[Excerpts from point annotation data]
################

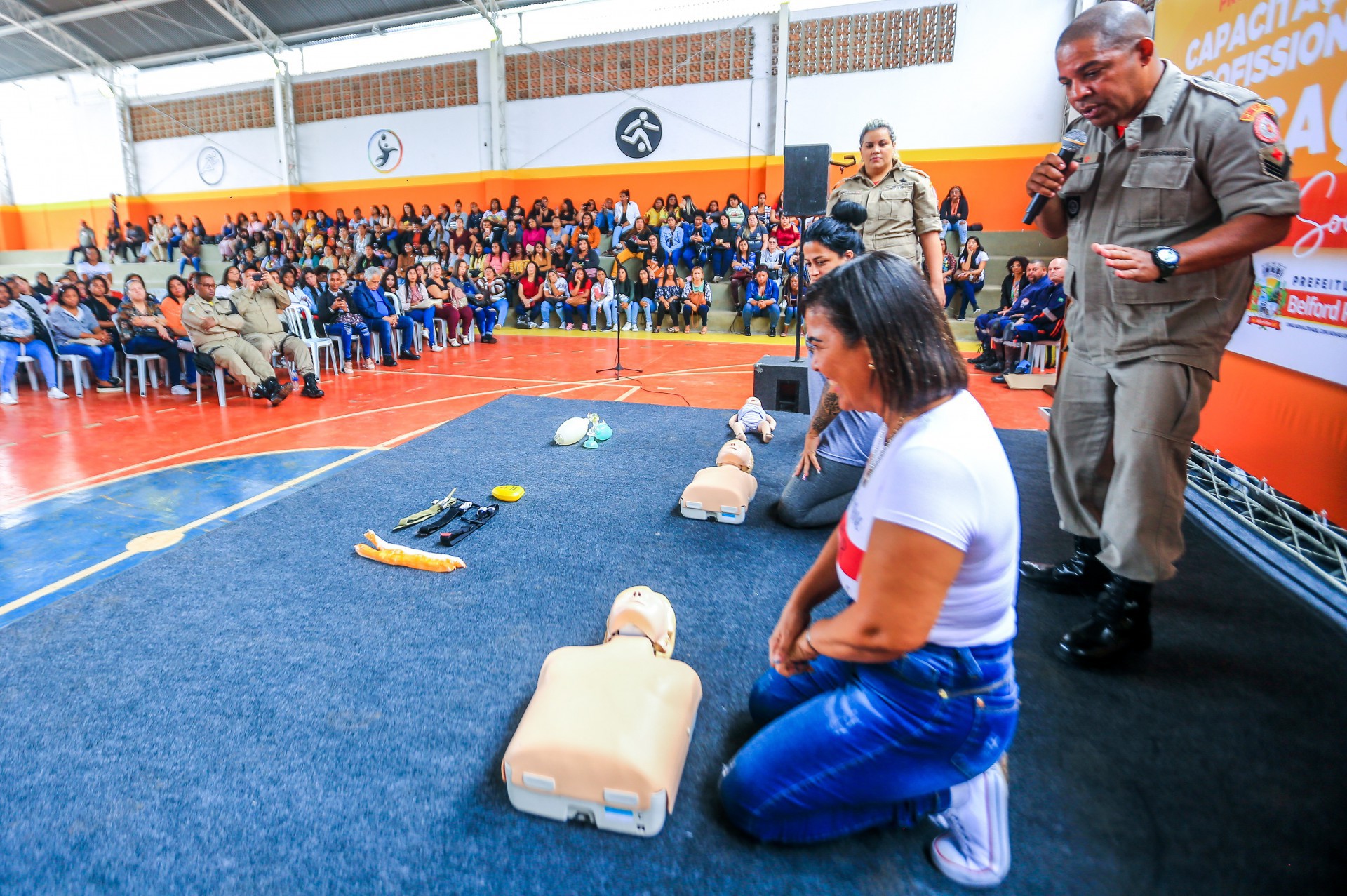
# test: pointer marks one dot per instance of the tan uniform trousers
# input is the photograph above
(1118, 457)
(291, 347)
(241, 360)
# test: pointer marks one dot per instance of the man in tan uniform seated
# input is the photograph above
(260, 301)
(213, 325)
(606, 733)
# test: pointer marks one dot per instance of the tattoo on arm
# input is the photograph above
(826, 413)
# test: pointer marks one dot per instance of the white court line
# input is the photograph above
(73, 487)
(182, 530)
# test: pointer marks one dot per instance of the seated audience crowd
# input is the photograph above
(430, 276)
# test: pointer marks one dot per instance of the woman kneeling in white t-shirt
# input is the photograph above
(902, 705)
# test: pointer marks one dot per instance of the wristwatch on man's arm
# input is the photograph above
(1165, 259)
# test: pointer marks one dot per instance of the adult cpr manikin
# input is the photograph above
(605, 737)
(723, 492)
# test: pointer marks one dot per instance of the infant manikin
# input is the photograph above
(752, 418)
(723, 492)
(605, 737)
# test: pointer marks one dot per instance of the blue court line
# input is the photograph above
(62, 535)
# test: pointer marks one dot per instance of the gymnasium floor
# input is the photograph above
(93, 486)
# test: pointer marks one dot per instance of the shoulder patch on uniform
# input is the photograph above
(1230, 92)
(1256, 109)
(1276, 161)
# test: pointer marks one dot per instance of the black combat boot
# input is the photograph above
(275, 391)
(1082, 573)
(1120, 625)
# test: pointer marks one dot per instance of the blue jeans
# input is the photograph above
(992, 329)
(772, 312)
(634, 313)
(609, 307)
(502, 309)
(487, 319)
(969, 291)
(574, 313)
(856, 745)
(981, 326)
(524, 316)
(163, 348)
(344, 330)
(100, 359)
(386, 333)
(721, 260)
(10, 354)
(426, 317)
(549, 307)
(691, 256)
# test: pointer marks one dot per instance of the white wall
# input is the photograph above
(1003, 60)
(61, 140)
(434, 142)
(253, 159)
(701, 121)
(1001, 88)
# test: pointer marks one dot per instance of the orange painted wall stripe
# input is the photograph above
(991, 177)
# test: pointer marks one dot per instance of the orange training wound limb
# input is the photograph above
(408, 557)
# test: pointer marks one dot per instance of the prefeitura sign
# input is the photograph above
(1294, 53)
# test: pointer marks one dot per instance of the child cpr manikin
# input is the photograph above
(752, 418)
(605, 737)
(723, 492)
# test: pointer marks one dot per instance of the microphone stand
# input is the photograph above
(617, 370)
(799, 302)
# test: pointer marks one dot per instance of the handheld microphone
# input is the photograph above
(1073, 142)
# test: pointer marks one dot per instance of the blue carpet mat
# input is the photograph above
(262, 710)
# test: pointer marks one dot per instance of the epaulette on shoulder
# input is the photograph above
(909, 168)
(1240, 96)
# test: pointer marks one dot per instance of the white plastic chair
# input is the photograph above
(77, 372)
(301, 323)
(142, 360)
(27, 361)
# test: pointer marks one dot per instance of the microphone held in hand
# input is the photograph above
(1073, 142)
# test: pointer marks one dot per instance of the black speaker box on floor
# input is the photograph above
(782, 383)
(806, 180)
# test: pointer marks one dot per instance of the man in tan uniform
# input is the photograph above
(260, 300)
(213, 325)
(1180, 181)
(903, 215)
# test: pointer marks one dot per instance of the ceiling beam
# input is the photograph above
(84, 14)
(250, 26)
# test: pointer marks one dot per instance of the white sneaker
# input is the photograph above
(976, 848)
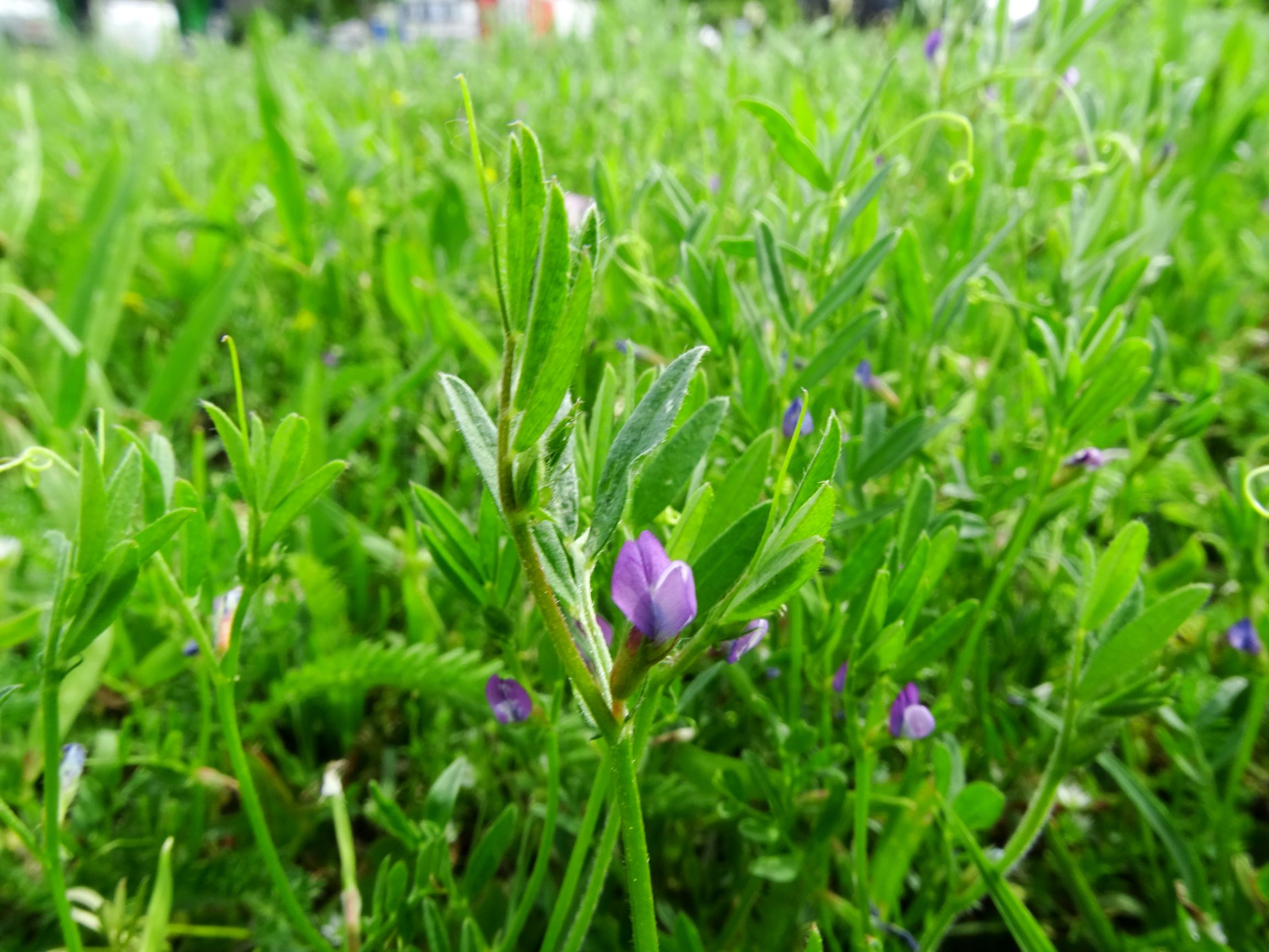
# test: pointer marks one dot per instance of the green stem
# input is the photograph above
(544, 860)
(50, 700)
(1022, 534)
(248, 795)
(1037, 810)
(863, 784)
(596, 885)
(578, 859)
(639, 872)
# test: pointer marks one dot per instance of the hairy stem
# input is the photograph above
(544, 859)
(50, 701)
(578, 859)
(639, 872)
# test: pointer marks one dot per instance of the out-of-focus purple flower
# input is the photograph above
(71, 767)
(1090, 458)
(1244, 638)
(839, 679)
(933, 43)
(866, 379)
(754, 633)
(909, 717)
(791, 414)
(575, 207)
(224, 608)
(508, 699)
(658, 596)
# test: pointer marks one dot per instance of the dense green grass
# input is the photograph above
(1089, 268)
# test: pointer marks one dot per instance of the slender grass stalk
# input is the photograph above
(544, 859)
(639, 872)
(578, 859)
(50, 701)
(596, 884)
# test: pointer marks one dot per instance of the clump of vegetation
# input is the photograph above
(795, 490)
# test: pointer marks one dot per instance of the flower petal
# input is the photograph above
(918, 723)
(508, 699)
(640, 563)
(674, 602)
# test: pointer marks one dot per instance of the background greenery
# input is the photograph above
(323, 210)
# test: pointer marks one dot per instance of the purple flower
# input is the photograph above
(909, 717)
(1090, 458)
(509, 700)
(71, 767)
(658, 596)
(1243, 636)
(754, 633)
(839, 679)
(791, 416)
(933, 42)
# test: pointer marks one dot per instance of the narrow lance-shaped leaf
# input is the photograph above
(795, 150)
(644, 431)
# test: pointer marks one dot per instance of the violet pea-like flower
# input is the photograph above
(1243, 636)
(748, 640)
(932, 45)
(909, 717)
(791, 414)
(508, 699)
(656, 594)
(1089, 458)
(839, 678)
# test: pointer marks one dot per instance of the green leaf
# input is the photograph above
(720, 565)
(934, 641)
(642, 432)
(92, 534)
(1117, 572)
(1152, 810)
(556, 374)
(670, 469)
(740, 489)
(195, 544)
(1018, 920)
(159, 912)
(235, 449)
(771, 272)
(914, 294)
(823, 465)
(177, 380)
(778, 579)
(795, 150)
(104, 594)
(834, 353)
(979, 805)
(1138, 641)
(852, 282)
(452, 528)
(550, 295)
(122, 494)
(783, 867)
(478, 429)
(286, 456)
(155, 536)
(298, 499)
(440, 805)
(487, 855)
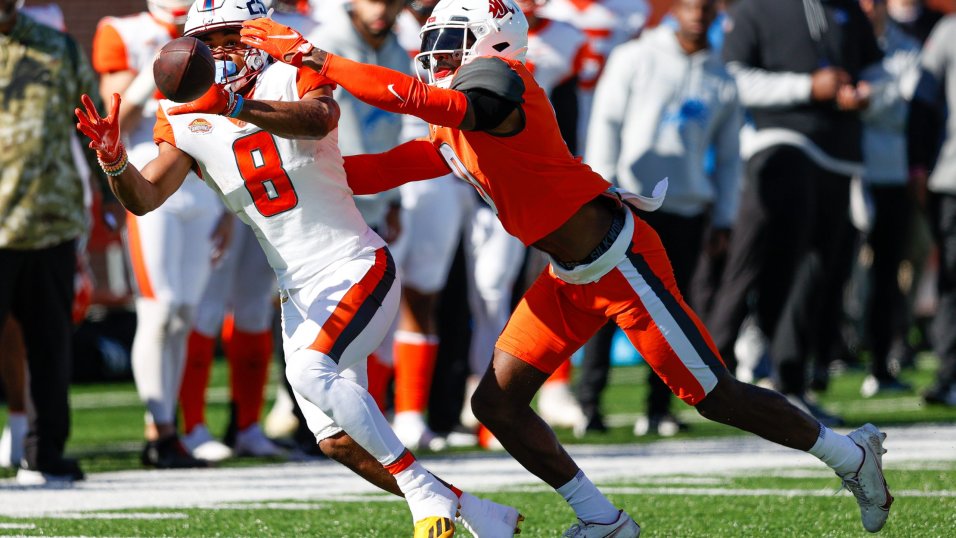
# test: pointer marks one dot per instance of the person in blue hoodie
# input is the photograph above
(662, 102)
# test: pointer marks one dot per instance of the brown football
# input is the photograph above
(184, 69)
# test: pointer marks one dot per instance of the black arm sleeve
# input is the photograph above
(494, 90)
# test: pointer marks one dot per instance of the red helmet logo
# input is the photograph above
(498, 8)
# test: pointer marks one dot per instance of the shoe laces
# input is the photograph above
(853, 485)
(576, 530)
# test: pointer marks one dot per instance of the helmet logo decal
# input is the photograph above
(498, 8)
(256, 7)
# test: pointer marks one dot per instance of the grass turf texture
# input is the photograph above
(723, 506)
(107, 430)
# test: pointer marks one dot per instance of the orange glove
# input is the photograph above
(216, 100)
(104, 133)
(279, 41)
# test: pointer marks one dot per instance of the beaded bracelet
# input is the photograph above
(235, 107)
(116, 167)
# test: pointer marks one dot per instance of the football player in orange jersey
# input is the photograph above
(492, 125)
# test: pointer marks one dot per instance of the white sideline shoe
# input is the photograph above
(622, 527)
(558, 406)
(253, 442)
(867, 484)
(487, 519)
(201, 444)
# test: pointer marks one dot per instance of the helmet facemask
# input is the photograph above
(451, 40)
(467, 29)
(209, 16)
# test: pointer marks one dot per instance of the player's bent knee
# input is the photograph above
(309, 376)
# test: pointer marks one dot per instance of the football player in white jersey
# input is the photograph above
(170, 249)
(243, 285)
(264, 139)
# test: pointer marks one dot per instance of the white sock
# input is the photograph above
(426, 496)
(838, 451)
(11, 442)
(589, 504)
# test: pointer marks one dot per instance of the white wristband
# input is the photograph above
(141, 90)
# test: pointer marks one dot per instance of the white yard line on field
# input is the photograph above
(313, 482)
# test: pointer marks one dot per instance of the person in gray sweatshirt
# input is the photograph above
(892, 82)
(663, 102)
(939, 74)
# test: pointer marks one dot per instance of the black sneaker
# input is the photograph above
(62, 472)
(941, 395)
(169, 453)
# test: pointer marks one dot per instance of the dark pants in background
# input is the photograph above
(887, 239)
(942, 209)
(36, 287)
(785, 247)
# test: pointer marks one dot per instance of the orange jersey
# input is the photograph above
(530, 179)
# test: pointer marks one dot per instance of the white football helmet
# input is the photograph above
(214, 15)
(468, 29)
(169, 11)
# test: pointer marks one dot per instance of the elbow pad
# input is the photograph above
(493, 89)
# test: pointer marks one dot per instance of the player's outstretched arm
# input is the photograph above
(139, 192)
(314, 116)
(378, 86)
(414, 160)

################

● WORK REQUIRED:
Lay out the lines of the records, from the line containing "in gray sweatshirt" (that line included) through the last line of the records, as a numbered list, leaving out any blank lines.

● WORKED ANSWER:
1. # test: pointer marks one dot per instance of the person in gray sweatshirt
2. # input is the photograph above
3. (892, 82)
4. (663, 102)
5. (939, 74)
6. # test: pointer marks one dot per instance of the black sneaker
7. # input is the photograph above
8. (62, 472)
9. (941, 395)
10. (169, 453)
11. # test: pointer marks one dot per instance of the dark pants in background
12. # input is the photograph above
13. (887, 239)
14. (942, 209)
15. (36, 287)
16. (785, 247)
17. # test: pointer marks one dot per instance of the orange jersey
18. # input is the photograph above
19. (530, 179)
20. # test: pointer marks one dot per instance of the white football helmet
21. # input is the photograph above
22. (214, 15)
23. (468, 29)
24. (169, 11)
25. # test: pointer marks one dot per instance of the elbow pad
26. # input is the photograph above
27. (493, 89)
28. # test: pointer marks one dot per instance of the player's outstretched arm
29. # input is the photograph above
30. (139, 192)
31. (314, 116)
32. (378, 86)
33. (414, 160)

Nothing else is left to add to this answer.